Given data:

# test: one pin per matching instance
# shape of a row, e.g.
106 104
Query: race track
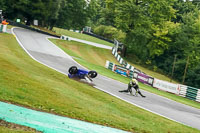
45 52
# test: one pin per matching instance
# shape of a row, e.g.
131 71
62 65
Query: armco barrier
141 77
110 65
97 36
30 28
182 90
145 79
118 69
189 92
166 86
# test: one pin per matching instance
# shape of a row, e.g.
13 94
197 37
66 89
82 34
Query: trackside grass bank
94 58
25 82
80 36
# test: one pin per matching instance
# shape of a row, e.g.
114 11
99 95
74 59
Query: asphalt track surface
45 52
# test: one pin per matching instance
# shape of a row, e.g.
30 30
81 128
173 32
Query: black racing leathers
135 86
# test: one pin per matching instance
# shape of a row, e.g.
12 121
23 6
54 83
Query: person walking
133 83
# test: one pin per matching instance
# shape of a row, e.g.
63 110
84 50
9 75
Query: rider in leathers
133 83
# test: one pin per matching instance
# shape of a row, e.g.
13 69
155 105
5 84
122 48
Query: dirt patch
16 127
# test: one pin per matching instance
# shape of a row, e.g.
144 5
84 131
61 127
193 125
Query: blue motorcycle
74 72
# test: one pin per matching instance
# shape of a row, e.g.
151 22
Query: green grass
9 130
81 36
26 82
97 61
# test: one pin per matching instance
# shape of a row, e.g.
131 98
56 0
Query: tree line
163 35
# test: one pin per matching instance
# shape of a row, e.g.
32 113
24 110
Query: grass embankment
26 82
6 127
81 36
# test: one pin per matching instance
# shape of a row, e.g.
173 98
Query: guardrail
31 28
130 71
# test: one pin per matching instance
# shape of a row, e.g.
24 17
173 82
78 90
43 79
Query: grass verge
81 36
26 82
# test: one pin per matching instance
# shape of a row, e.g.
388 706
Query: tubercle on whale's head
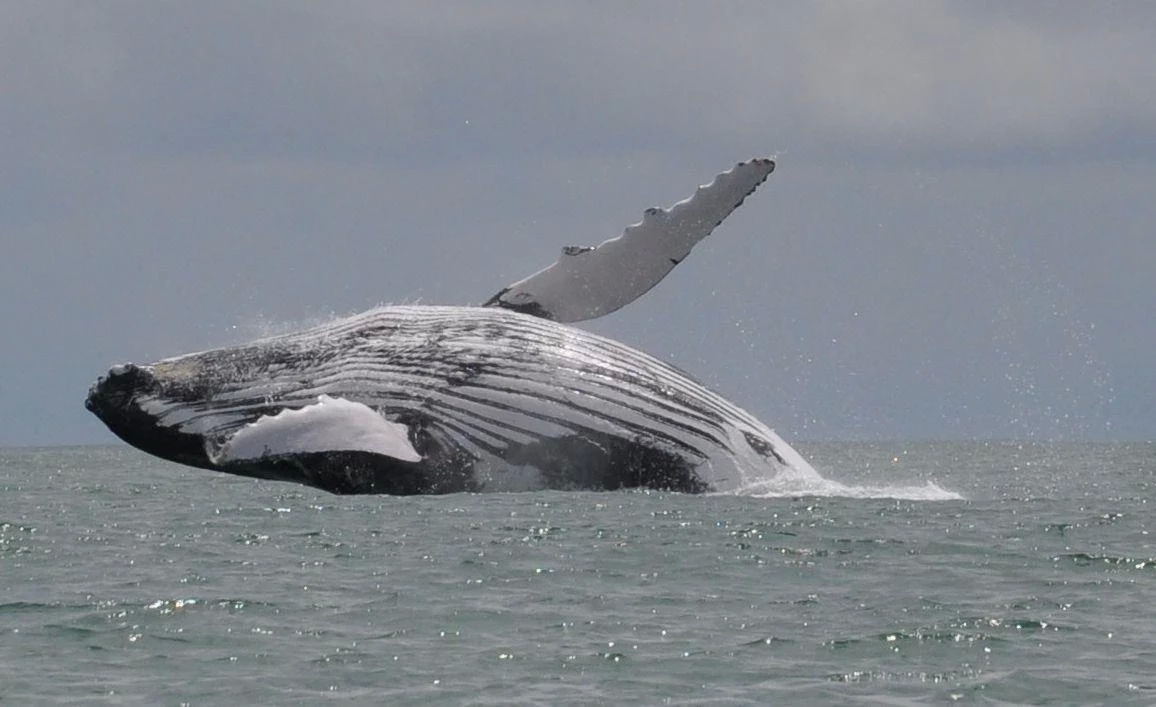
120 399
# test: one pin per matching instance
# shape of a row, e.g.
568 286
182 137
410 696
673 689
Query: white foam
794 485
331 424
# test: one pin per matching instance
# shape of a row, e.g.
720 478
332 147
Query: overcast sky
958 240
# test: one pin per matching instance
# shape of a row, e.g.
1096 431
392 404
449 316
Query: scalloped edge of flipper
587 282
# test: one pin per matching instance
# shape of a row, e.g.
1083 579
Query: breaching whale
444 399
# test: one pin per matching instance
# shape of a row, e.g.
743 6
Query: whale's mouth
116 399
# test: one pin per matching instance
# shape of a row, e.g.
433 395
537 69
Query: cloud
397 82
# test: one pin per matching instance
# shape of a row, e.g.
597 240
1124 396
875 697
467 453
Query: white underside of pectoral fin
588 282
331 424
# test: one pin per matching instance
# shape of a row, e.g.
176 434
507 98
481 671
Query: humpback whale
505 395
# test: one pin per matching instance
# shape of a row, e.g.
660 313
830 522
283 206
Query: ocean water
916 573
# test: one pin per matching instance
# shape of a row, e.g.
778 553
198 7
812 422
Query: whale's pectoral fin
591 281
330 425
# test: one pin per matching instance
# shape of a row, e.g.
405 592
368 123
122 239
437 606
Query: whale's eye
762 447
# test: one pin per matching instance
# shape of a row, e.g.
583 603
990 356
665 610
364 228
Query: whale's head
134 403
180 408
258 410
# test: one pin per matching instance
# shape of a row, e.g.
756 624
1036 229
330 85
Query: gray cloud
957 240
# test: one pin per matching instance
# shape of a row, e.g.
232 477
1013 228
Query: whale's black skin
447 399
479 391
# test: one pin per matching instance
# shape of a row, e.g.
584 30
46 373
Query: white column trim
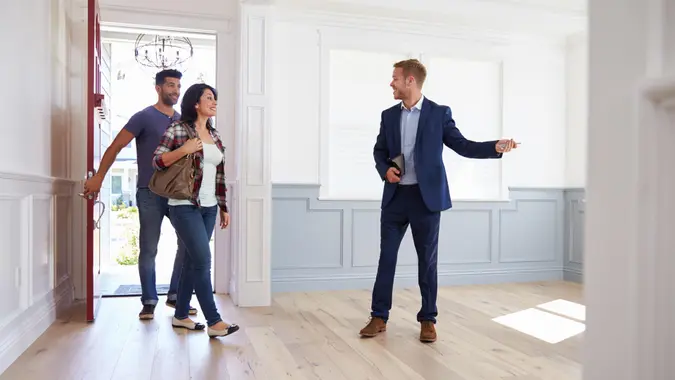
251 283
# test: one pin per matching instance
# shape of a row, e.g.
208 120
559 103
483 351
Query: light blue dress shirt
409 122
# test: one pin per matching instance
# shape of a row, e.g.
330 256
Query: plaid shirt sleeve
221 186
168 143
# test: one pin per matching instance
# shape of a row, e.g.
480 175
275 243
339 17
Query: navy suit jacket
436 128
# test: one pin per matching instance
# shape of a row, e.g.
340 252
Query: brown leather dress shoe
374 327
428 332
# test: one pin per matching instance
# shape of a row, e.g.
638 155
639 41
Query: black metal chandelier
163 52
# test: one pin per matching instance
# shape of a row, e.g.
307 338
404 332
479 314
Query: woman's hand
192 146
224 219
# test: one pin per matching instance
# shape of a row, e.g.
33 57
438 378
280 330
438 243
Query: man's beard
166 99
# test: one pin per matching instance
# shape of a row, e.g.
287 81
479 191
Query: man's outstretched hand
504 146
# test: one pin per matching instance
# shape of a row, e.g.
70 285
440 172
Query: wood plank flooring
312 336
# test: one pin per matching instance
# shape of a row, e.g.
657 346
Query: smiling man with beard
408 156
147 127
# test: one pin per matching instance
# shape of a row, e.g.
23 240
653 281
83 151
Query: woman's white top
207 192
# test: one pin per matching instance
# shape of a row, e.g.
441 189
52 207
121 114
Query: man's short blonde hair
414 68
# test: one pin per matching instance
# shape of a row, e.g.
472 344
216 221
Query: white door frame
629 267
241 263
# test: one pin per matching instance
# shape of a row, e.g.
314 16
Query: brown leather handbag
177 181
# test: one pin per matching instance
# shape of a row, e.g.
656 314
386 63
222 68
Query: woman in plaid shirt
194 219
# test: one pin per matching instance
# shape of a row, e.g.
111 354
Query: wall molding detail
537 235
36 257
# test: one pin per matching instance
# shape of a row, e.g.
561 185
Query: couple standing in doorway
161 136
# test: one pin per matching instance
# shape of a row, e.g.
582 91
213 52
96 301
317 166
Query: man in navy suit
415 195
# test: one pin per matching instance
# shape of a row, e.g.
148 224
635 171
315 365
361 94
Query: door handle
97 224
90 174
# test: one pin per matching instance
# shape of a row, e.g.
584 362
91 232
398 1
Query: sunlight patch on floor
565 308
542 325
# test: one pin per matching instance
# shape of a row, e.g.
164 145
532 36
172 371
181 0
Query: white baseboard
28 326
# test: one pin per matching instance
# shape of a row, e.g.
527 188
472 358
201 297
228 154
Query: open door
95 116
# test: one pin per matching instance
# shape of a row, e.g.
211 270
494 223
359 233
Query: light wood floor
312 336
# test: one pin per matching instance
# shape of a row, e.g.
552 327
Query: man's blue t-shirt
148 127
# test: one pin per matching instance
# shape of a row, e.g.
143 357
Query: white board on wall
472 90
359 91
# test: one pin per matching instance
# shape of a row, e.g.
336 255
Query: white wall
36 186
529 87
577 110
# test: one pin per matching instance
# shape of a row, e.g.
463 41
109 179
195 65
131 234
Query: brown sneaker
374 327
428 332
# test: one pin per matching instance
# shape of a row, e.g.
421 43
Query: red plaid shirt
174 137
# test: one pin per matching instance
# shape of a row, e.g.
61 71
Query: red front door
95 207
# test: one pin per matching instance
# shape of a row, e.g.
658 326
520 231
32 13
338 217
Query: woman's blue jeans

Problem description: When you write out the material, reproduce each line exactly and omit any picture it holds.

Completed task:
# test: one pin per matching instance
# shape of a row, e.g.
106 104
Query: race track
45 52
# test: one pin per matching instance
# shape of a row, e.g.
131 71
62 65
Query: armco barrier
141 77
110 65
97 36
30 28
182 90
145 79
118 69
189 92
166 86
# test: one pin per matching instance
# shape of a row, e.g.
13 94
197 37
66 89
82 34
Query: trackside grass bank
94 58
25 82
80 36
# test: one pin per matching instance
# shape of a row, e.g.
114 11
99 95
74 59
Query: asphalt track surface
45 52
# test: one pin per matching instance
# shape of a row, e.g.
30 30
81 128
173 32
Query: black racing leathers
135 86
# test: one pin per matching instance
# shape of a row, e.g.
12 121
23 6
54 83
Query: person walking
133 83
# test: one pin per matching instance
# shape of a row, e.g.
63 110
84 50
9 75
Query: rider in leathers
133 83
# test: one pin per matching instance
# shape of a row, e.g.
13 69
155 105
5 84
122 48
Query: dirt patch
16 127
# test: one pin per matching instance
# shape of a row, e.g.
144 5
84 131
61 127
193 125
Query: blue motorcycle
74 72
# test: one pin per matching instance
# shape of a row, e.g.
151 22
Query: green grass
9 130
81 36
26 82
97 61
# test: one pin per matching instance
# shape of a row, e.g.
131 98
56 0
Query: tree line
163 35
# test: one pin per matching instance
# shape of a row, e.g.
32 113
24 110
Query: grass embankment
26 82
6 127
81 36
# test: one pin per matching instance
# shape of a row, e.g.
173 98
Query: guardrail
31 28
130 71
# test: one pin per matching instance
# shape of a row, e.g.
24 17
173 82
78 90
43 79
Query: grass verge
81 36
26 82
# test: one pin per matching instance
# shape of a row, e.g.
388 706
Query: tubercle on whale's head
120 399
# test: one pin per matching instance
# shape of a row, e.g.
568 286
182 137
410 696
673 689
Query: white foam
794 485
331 424
# test: one pin per matching instance
# shape of a row, e.g.
720 478
332 147
Query: overcast sky
958 240
# test: one pin per matching instance
# shape of a row, e.g.
1096 431
392 404
449 316
Query: scalloped edge of flipper
587 282
# test: one pin per matching instance
# shape of a row, e.g.
1083 579
Query: breaching whale
444 399
# test: one pin per matching instance
# shape of a row, e.g.
743 6
Query: whale's mouth
116 399
# test: one pin per matching instance
# shape of a row, e.g.
433 395
537 69
Query: cloud
397 82
# test: one pin per matching instance
# shape of a row, e.g.
597 240
1124 396
875 697
467 453
Query: white underside of pectoral fin
588 282
331 424
# test: one pin per matching instance
# shape of a row, e.g.
176 434
507 98
481 671
Query: humpback whale
505 395
# test: one pin per matching instance
# shape of a row, e.g.
660 313
830 522
283 206
Query: ocean water
916 573
# test: one pin per matching instance
# shape of a row, e.g.
778 553
198 7
812 422
Query: whale's pectoral fin
591 281
330 425
# test: one pin per matching instance
# shape of a row, e.g.
405 592
368 123
122 239
437 606
Query: whale's eye
762 447
# test: one pin per matching instance
# shape of a row, e.g.
583 603
990 356
665 610
364 228
Query: whale's head
134 403
180 408
258 410
# test: one pin per matching instance
# shape of a row, e.g.
756 624
1036 229
330 85
Query: gray cloud
957 240
# test: one pin per matching instance
# shape of a row, e.g.
232 477
1013 228
Query: whale's black skin
447 399
479 391
# test: one pin per matching instance
# shape of a row, e.g.
584 30
46 373
Query: white column trim
251 283
# test: one pin per matching instance
# shape of a row, e.g.
208 120
559 103
483 351
Query: light blue dress shirt
409 122
# test: one pin per matching instance
# shape of a row, e.g.
330 256
Query: plaid shirt sleeve
221 186
168 143
# test: one pin per matching instance
# shape of a row, e.g.
480 175
275 243
339 17
Query: navy suit jacket
436 128
# test: one pin per matching instance
# shape of a row, e.g.
340 252
Query: brown leather dress shoe
374 327
428 332
# test: one pin per matching instance
# shape of a row, e.g.
638 155
639 41
Query: black metal chandelier
163 52
# test: one pin per matching instance
# shape of a row, e.g.
307 338
404 332
479 314
Query: woman's hand
192 146
224 219
# test: one pin per matching instance
# shape of a row, e.g.
33 57
438 378
280 330
438 243
Query: man's beard
166 99
# test: one pin per matching instance
# shape of a row, e.g.
287 81
479 191
Query: man's outstretched hand
504 146
# test: one pin per matching instance
# shape of a row, e.g.
70 285
440 172
Query: wood plank flooring
312 336
# test: one pin per matching instance
# shape of a row, e.g.
657 346
Query: smiling man with beard
408 156
147 127
# test: one pin per matching instance
# shape of a row, e.g.
23 240
653 281
83 151
Query: woman's white top
207 192
# test: one pin per matching instance
# shape of a row, e.g.
441 189
52 207
121 114
Query: man's short blonde hair
414 68
# test: one pin per matching instance
# shape of a row, e.g.
472 344
216 221
Query: white door frame
629 267
241 263
# test: one pin per matching instance
# shape of a row, e.g.
314 16
Query: brown leather handbag
177 181
# test: one pin per matching instance
# shape of a row, e.g.
656 314
386 63
222 68
Query: woman in plaid shirt
194 219
# test: one pin per matching instance
# shape of a row, e.g.
111 354
Query: wall molding detail
537 235
36 257
# test: one pin per matching instance
# shape of a row, e.g.
561 185
Query: couple standing in doorway
161 136
# test: one pin per matching instance
# shape of a row, e.g.
582 91
213 52
96 301
317 166
Query: man in navy suit
415 195
# test: one pin per matching instance
# shape of a row, e.g.
148 224
635 171
315 365
361 94
Query: door handle
97 224
90 174
# test: one pin per matching instance
# shape of a row, e.g.
584 362
91 232
398 1
Query: sunlight patch on floor
565 308
542 325
# test: one pin per matching instance
# shape of a row, e.g.
164 145
532 36
172 371
181 0
Query: white baseboard
28 326
# test: one pin per matching instance
# shape of a row, e.g.
527 188
472 358
201 297
228 154
Query: open door
95 116
# test: one pin per matching instance
# shape of a row, e.g.
211 270
494 223
359 233
Query: light wood floor
312 336
# test: one pin per matching instance
# shape of a row, e.g.
552 327
Query: man's blue t-shirt
148 127
# test: one pin per matching instance
# shape of a row, e.g.
143 357
Query: white board on wall
472 90
359 91
# test: one pin per matching instance
# shape of a row, e.g.
336 255
Query: white wall
36 186
529 87
577 110
# test: one pin per matching instance
# shape of a row, e.g.
463 41
109 179
195 65
131 234
Query: brown sneaker
374 327
428 332
# test: one pin per matching instance
# shape of a row, e.g.
421 43
Query: red plaid shirt
174 137
# test: one pin per matching instance
# shape of a row, e.g.
61 71
Query: red front door
95 207
# test: one pin per matching instance
# shape of a row, e.g.
658 326
520 231
32 13
338 217
Query: woman's blue jeans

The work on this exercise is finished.